Teks Halaman →
· · ·

Dasar hukum utama pemanfaatan energi nuklir di Indonesia adalah Undang-Undang No. 10 Tahun 1997 tentang Ketenaganukliran. Regulasi ini secara tegas memisahkan fungsi promosi dan penelitian dari fungsi pengawasan. Fungsi penelitian dan pengembangan (R&D) kini dijalankan oleh Badan Riset dan Inovasi Nasional (BRIN), sementara fungsi pengawasan keamanan, keselamatan, dan perizinan dilakukan oleh lembaga independen, yaitu Badan Pengawas Tenaga Nuklir (BAPETEN).
Secara resmi, posisi energi nuklir dalam bauran energi nasional diatur dalam Peraturan Pemerintah No. 79 Tahun 2014 tentang Kebijakan Energi Nasional (KEN). Dalam dokumen ini, nuklir ditetapkan sebagai “opsi terakhir” (last resort). Artinya, PLTN baru akan dikembangkan jika opsi energi terbarukan lainnya terbukti tidak mampu memenuhi target permintaan energi nasional.

· · ·

Catatan anotasi posisi:

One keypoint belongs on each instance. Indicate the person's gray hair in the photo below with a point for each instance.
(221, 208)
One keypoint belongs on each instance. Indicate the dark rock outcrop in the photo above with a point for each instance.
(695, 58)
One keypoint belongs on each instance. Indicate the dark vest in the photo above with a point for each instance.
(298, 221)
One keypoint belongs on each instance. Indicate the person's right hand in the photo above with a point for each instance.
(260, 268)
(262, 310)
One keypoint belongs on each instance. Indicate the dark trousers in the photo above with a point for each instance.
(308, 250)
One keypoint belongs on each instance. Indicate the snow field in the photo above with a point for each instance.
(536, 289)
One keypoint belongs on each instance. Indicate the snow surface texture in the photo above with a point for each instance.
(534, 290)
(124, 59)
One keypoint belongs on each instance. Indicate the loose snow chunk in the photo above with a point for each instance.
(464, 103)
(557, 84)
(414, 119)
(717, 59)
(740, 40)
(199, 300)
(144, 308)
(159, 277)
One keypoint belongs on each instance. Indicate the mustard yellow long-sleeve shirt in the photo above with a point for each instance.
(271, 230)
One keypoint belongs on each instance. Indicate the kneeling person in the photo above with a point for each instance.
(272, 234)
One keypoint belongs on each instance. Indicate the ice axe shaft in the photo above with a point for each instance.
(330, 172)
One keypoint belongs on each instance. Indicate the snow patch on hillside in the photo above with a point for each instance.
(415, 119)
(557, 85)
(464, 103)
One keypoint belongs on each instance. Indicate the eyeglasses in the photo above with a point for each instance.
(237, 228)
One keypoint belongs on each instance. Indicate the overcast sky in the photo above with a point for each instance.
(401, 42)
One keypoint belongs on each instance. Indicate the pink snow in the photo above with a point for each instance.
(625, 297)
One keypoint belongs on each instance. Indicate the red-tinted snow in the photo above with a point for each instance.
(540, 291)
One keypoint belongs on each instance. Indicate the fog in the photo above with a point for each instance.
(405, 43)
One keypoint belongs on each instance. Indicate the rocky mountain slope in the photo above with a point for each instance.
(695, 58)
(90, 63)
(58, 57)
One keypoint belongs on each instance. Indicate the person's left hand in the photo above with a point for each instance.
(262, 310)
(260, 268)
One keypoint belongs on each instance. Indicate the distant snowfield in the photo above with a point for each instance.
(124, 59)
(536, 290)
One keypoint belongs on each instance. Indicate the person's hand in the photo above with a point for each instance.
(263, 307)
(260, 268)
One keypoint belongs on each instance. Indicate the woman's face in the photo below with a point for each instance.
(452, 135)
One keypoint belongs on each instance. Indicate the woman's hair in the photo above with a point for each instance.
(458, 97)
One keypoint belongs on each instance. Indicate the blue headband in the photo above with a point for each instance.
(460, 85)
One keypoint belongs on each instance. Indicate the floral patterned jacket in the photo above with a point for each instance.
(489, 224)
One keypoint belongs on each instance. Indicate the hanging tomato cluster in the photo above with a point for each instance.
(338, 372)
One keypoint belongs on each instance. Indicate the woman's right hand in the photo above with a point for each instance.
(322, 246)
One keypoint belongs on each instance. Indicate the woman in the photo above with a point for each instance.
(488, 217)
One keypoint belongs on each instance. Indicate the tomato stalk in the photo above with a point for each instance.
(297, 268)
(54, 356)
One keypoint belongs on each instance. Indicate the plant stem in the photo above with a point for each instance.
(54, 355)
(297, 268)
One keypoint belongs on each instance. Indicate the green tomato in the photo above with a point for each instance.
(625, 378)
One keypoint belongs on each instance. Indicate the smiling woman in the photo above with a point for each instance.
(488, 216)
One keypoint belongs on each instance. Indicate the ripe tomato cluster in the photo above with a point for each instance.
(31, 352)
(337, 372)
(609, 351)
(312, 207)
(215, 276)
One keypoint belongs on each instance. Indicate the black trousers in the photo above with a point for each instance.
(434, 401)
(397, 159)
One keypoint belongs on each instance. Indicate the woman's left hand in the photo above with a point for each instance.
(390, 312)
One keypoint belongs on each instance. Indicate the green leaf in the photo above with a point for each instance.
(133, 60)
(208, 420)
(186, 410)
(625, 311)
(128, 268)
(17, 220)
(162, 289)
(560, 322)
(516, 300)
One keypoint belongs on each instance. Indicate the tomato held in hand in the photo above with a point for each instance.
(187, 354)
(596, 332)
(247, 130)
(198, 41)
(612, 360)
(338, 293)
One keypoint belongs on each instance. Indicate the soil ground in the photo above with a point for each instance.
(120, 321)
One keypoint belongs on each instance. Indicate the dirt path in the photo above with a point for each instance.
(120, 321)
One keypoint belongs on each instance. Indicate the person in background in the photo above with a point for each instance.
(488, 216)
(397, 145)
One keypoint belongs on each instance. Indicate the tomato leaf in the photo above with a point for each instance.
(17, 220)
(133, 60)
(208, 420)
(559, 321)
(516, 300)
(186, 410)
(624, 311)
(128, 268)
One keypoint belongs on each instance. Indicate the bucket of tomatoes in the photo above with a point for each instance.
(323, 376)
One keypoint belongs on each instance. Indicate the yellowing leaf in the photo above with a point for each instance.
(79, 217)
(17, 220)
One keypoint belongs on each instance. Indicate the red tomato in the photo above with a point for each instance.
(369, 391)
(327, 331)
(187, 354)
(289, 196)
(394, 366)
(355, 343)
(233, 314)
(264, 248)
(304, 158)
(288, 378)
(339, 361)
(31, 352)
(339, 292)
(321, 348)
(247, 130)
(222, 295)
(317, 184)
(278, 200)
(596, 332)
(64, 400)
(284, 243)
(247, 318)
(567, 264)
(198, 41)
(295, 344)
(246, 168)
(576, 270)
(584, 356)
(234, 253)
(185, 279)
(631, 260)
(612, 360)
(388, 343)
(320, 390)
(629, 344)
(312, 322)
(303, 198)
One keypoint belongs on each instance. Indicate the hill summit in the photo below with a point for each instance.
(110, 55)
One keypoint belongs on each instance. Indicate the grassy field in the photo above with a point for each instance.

· · ·

Tugas Latihan →
[1] Menurut teks tentang regulasi energi nuklir di Indonesia, lembaga apa yang menjalankan fungsi pengawasan keamanan, keselamatan, dan perizinan?
[2] Tolong lanjutkan teks tentang regulasi energi nuklir di Indonesia, mulai setelah kalimat terakhirnya.

Kunci Jawaban →
[1] Badan Pengawas Tenaga Nuklir (BAPETEN).

[2]
Meskipun demikian, wacana untuk merevisi status “opsi terakhir” ini terus menguat. Pemerintah dan berbagai pemangku kepentingan sedang aktif melakukan studi kelayakan di beberapa lokasi potensial, seperti di Kalimantan Barat dan Bangka Belitung. Tantangan utamanya tetap pada tiga aspek krusial: tingginya biaya investasi awal, isu keselamatan dan pengelolaan limbah, serta penerimaan masyarakat (akseptasi publik).
Sebagai kesimpulan, kebijakan energi nuklir Indonesia pada tahun 2025 berada dalam fase transisi yang dinamis. Walaupun status “opsi terakhir” masih berlaku secara formal, tekanan untuk mencapai ketahanan energi dan target iklim mendorong pemerintah untuk mempertimbangkan energi atom secara lebih serius. Keputusan akhir untuk membangun PLTN pertama di Indonesia akan sangat bergantung pada hasil studi komprehensif dan dialog publik yang terbuka.